Revise the data from its start through the line containing "[[[568,383],[575,349],[443,309],[288,365],[292,383]]]", replacing "outline" with "contour" and leaving everything else unchanged.

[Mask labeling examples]
+-------+

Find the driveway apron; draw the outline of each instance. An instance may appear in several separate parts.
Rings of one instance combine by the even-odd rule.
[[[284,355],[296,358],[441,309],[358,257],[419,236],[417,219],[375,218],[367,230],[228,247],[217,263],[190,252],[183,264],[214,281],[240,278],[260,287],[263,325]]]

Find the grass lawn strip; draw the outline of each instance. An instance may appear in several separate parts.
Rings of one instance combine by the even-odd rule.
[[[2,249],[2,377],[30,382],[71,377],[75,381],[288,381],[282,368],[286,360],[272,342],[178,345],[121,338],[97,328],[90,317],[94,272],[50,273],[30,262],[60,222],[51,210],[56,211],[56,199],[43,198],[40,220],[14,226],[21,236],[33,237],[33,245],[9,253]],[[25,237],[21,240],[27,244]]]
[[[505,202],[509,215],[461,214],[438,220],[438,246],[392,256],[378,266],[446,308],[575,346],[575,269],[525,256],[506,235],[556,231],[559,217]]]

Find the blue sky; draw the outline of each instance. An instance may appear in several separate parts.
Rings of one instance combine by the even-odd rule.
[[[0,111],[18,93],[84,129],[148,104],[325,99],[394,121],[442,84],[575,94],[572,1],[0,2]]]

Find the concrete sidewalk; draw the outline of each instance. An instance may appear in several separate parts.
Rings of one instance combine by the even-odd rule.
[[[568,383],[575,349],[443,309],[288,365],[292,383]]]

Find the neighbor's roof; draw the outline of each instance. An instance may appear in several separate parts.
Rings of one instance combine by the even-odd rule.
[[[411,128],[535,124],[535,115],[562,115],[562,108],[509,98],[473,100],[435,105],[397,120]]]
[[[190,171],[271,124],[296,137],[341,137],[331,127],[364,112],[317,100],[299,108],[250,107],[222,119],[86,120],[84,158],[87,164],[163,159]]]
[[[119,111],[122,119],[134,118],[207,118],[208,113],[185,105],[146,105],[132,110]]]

+-------+

» **Solution**
Find the driveway apron; draw the contour of each instance. An instance may appear in several separate parts.
Rings of one instance combine by the even-odd rule.
[[[284,355],[296,358],[441,309],[358,257],[419,236],[417,219],[375,218],[367,230],[228,247],[217,263],[190,252],[183,264],[214,281],[240,278],[260,287],[263,325]]]

Find the grass lawn strip; draw the contour of each instance. An instance may appear in several separate parts.
Rings of one instance combine by the even-odd rule.
[[[2,249],[2,377],[30,382],[71,377],[75,381],[288,381],[282,368],[286,360],[272,342],[178,345],[121,338],[97,328],[90,317],[94,272],[50,273],[30,262],[60,222],[51,210],[56,211],[56,199],[43,198],[40,220],[14,226],[21,236],[33,237],[33,245],[9,253]],[[25,237],[21,240],[27,244]]]
[[[505,202],[509,215],[461,214],[438,220],[438,246],[392,256],[378,266],[446,308],[575,346],[575,269],[525,256],[506,235],[556,231],[559,217]]]

Find the blue sky; draw the contour of each instance. An instance may appear in several separate parts.
Rings of one instance combine by the even-odd rule.
[[[0,111],[18,93],[84,129],[148,104],[325,99],[394,121],[442,84],[575,94],[572,1],[0,2]]]

Find the concrete sidewalk; draw the contour of each instance. An instance may appear in several separate parts.
Rings of one instance combine by the even-odd rule.
[[[568,383],[575,349],[443,309],[288,365],[292,383]]]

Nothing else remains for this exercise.